● Problem statement
Can you format the records below as a Markdown table with the columns Row and Line, starting with the line containing "Doubt it, but the wooden plank" and continuing through the line containing "0;0;683;606", leaving out blank lines?

■ ■ ■

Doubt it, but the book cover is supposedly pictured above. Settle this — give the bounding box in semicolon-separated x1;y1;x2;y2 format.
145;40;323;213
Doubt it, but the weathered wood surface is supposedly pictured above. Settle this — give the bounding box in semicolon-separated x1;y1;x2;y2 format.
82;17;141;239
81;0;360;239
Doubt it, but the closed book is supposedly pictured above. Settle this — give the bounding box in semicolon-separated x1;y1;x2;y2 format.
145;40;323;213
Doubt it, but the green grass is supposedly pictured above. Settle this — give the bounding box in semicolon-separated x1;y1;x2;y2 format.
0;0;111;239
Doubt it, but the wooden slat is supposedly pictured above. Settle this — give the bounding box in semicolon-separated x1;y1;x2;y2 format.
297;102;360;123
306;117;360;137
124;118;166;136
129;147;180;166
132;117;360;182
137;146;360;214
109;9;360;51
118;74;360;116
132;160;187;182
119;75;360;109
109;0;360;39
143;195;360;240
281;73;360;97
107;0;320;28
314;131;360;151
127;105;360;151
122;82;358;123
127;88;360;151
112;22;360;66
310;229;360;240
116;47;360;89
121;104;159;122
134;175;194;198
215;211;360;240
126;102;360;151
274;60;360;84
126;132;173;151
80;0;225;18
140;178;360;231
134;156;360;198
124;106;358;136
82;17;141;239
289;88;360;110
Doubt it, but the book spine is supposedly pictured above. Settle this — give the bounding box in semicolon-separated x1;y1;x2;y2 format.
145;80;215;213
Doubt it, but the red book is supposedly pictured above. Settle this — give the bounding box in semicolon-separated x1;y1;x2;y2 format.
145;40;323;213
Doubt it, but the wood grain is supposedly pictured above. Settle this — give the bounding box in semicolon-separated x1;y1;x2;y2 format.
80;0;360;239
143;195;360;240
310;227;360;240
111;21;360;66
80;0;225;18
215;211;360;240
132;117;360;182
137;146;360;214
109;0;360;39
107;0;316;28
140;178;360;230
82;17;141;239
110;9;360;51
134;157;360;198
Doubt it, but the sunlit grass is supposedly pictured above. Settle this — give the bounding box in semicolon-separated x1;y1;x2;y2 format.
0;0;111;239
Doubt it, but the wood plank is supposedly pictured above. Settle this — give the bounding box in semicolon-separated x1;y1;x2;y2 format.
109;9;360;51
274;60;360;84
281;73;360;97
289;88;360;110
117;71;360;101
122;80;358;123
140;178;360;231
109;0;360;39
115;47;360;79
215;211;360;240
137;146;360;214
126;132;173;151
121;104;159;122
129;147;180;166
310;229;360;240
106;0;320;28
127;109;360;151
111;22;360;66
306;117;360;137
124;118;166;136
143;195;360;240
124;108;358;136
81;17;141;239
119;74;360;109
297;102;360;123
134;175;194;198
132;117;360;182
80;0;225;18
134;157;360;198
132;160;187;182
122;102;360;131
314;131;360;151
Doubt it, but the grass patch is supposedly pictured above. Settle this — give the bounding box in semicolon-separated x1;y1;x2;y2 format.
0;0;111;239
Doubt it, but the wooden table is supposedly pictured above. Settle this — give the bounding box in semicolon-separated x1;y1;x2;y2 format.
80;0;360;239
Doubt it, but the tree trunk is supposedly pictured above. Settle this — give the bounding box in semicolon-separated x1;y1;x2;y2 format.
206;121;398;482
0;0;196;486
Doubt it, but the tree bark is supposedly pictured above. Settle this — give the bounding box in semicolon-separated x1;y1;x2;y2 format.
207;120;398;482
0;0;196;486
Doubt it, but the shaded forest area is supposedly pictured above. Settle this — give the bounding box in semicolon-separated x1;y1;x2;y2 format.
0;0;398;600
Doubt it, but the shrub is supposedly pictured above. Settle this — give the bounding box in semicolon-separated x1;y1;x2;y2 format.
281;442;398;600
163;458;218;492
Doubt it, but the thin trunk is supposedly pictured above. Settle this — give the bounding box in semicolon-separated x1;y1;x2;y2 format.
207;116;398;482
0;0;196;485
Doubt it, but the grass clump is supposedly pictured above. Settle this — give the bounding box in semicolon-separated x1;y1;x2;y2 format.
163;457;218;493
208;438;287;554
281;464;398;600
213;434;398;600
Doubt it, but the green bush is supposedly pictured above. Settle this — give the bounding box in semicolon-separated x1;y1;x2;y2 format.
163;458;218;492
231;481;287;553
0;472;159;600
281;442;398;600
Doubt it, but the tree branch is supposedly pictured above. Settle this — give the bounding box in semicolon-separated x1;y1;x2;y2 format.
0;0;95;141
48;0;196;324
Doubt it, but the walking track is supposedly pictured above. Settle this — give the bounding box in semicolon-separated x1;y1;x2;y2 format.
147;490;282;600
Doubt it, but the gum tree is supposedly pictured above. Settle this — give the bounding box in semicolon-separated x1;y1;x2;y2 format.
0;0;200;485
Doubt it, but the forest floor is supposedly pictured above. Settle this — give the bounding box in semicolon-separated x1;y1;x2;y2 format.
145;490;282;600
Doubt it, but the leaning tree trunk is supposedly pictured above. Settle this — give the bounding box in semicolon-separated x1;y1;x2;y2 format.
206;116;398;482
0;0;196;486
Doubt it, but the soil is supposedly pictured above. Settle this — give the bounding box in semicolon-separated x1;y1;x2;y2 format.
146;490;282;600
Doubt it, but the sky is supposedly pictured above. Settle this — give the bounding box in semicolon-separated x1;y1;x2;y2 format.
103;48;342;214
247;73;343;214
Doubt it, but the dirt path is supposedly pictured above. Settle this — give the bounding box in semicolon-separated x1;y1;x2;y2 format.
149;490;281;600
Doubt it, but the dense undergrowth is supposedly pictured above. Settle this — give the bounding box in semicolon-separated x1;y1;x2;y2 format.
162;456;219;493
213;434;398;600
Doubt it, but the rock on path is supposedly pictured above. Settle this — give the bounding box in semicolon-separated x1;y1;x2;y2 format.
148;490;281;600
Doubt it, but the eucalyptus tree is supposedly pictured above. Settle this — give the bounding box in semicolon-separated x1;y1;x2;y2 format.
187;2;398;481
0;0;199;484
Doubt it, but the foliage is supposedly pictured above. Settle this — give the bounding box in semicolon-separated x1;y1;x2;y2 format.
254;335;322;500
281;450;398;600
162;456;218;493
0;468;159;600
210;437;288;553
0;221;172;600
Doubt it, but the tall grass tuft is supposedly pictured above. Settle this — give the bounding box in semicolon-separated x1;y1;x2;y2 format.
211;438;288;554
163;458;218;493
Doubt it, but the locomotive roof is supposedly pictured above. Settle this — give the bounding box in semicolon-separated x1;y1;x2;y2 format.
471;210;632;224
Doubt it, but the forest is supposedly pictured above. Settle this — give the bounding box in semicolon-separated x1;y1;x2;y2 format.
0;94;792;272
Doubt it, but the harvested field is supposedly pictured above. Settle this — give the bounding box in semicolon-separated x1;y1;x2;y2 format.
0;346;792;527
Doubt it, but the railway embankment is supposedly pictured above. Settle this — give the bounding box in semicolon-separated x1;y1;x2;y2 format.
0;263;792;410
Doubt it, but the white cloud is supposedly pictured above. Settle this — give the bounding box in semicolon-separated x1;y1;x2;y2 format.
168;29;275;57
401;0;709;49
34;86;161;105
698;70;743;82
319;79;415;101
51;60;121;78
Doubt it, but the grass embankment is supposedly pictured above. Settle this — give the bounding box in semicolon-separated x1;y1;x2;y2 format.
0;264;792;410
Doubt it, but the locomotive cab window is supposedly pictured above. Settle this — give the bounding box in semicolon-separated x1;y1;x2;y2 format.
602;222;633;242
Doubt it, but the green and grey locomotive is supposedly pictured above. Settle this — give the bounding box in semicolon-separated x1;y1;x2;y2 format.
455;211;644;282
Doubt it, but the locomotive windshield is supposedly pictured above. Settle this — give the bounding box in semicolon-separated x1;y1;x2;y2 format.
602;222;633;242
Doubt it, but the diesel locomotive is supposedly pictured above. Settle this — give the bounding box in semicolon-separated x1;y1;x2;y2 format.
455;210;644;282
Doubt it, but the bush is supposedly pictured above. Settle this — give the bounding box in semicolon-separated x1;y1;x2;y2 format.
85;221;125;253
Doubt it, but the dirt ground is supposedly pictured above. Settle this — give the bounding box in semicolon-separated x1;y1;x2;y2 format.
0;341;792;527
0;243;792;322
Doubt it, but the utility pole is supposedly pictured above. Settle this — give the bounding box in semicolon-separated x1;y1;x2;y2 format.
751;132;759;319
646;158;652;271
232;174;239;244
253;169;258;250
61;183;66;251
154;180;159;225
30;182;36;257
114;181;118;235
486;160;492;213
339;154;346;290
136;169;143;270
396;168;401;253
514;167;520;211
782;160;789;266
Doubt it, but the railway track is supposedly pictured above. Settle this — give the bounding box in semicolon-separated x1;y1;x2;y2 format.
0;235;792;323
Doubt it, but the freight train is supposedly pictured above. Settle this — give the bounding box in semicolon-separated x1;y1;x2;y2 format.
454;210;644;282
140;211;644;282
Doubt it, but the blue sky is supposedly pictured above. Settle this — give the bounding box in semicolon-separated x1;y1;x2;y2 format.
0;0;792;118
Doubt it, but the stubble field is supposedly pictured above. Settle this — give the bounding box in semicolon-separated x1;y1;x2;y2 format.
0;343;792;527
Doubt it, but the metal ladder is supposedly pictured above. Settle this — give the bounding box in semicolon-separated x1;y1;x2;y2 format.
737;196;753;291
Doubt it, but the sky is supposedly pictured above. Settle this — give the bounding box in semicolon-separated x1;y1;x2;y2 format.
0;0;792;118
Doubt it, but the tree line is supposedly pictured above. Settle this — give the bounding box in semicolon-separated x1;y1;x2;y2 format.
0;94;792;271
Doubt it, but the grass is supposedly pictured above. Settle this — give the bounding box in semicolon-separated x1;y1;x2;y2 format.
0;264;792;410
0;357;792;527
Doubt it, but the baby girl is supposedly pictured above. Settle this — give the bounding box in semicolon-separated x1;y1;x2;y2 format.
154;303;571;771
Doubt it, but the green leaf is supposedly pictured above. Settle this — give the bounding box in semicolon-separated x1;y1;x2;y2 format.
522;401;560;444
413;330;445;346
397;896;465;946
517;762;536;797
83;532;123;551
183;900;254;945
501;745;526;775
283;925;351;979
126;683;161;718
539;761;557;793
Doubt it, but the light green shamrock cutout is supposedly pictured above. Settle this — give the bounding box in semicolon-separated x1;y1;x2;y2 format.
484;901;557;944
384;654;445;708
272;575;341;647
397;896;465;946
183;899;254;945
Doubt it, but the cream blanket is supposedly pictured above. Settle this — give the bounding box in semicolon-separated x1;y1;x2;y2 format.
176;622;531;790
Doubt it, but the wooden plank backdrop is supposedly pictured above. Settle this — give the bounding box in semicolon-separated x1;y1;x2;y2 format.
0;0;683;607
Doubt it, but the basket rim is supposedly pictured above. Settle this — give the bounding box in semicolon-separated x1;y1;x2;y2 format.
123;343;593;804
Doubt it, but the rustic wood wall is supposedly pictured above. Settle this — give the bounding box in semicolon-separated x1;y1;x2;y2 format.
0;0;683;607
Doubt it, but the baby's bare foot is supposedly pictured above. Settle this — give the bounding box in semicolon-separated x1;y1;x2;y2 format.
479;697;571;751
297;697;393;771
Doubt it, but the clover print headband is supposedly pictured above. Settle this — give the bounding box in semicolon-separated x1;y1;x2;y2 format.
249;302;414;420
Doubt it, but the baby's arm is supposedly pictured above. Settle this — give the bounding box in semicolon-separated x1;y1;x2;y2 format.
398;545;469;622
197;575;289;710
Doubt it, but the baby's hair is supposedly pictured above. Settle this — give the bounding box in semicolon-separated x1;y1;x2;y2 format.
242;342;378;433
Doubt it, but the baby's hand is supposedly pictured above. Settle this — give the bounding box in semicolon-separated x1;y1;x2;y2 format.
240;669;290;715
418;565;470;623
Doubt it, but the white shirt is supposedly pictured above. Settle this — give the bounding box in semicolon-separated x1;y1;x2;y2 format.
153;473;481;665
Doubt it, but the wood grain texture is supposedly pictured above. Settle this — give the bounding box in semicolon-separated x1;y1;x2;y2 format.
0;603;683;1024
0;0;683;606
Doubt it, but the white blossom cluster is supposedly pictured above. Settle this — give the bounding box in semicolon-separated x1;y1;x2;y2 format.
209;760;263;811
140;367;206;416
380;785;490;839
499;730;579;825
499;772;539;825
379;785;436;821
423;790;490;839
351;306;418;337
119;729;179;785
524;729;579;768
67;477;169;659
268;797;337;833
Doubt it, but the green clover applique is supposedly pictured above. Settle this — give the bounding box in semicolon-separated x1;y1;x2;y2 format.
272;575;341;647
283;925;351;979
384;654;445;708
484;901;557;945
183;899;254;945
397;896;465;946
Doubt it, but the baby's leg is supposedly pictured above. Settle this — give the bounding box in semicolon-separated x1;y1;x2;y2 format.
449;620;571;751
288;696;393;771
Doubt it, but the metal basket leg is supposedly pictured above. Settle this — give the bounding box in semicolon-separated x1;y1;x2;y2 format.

■ ■ ■

● Answer below
| Row | Line |
|---|---|
| 1 | Doubt it, but the wooden plank backdrop is supposedly pictured above. Settle this — give the bounding box in semicolon-separated x1;y1;x2;y2 format. |
| 2 | 0;0;683;607 |
| 3 | Doubt it, but the basket rim is supposedly pictured above. Settle this — give the bounding box in semicolon-separated x1;y1;x2;y2 format. |
| 4 | 123;343;593;804 |
| 5 | Doubt it, but the rustic wood wall is supposedly pictured above. Settle this — give the bounding box in semicolon-separated x1;y1;x2;y2 format. |
| 6 | 0;0;683;607 |
| 7 | Doubt it, but the baby's bare foot is supposedly pictured above. Settle this — give the bounding box in semicolon-separated x1;y1;x2;y2 format. |
| 8 | 479;697;571;751 |
| 9 | 297;697;393;771 |
| 10 | Doubt it, but the clover print headband is supposedly pictured above. Settle this — give the bounding box in semicolon-separated x1;y1;x2;y2 format. |
| 11 | 249;302;414;420 |
| 12 | Doubt it, but the baby's arm is supposedly pictured above. Settle this — give the bounding box in semicolon-separated x1;y1;x2;y2 format. |
| 13 | 398;545;469;622 |
| 14 | 197;575;289;710 |
| 15 | Doubt it, but the baby's hair is supposedly pictured above. Settle this — give the bounding box in semicolon-separated x1;y1;x2;y2 format. |
| 16 | 242;342;378;433 |
| 17 | Doubt it, but the baby's hand is supposedly pictured above. Settle this — give the bounding box in semicolon-separated x1;y1;x2;y2 format. |
| 18 | 240;669;290;715 |
| 19 | 418;565;470;623 |
| 20 | Doubt it, but the white shirt is supposedly pictured above. Settle this — give the bounding box in semicolon-separated x1;y1;x2;y2 format. |
| 21 | 153;473;481;665 |
| 22 | Doubt it, but the wood grain texture is supposedly pictured above. Settle this — give the bounding box in semicolon-separated x1;y1;x2;y2 format. |
| 23 | 0;603;683;1024 |
| 24 | 0;0;683;606 |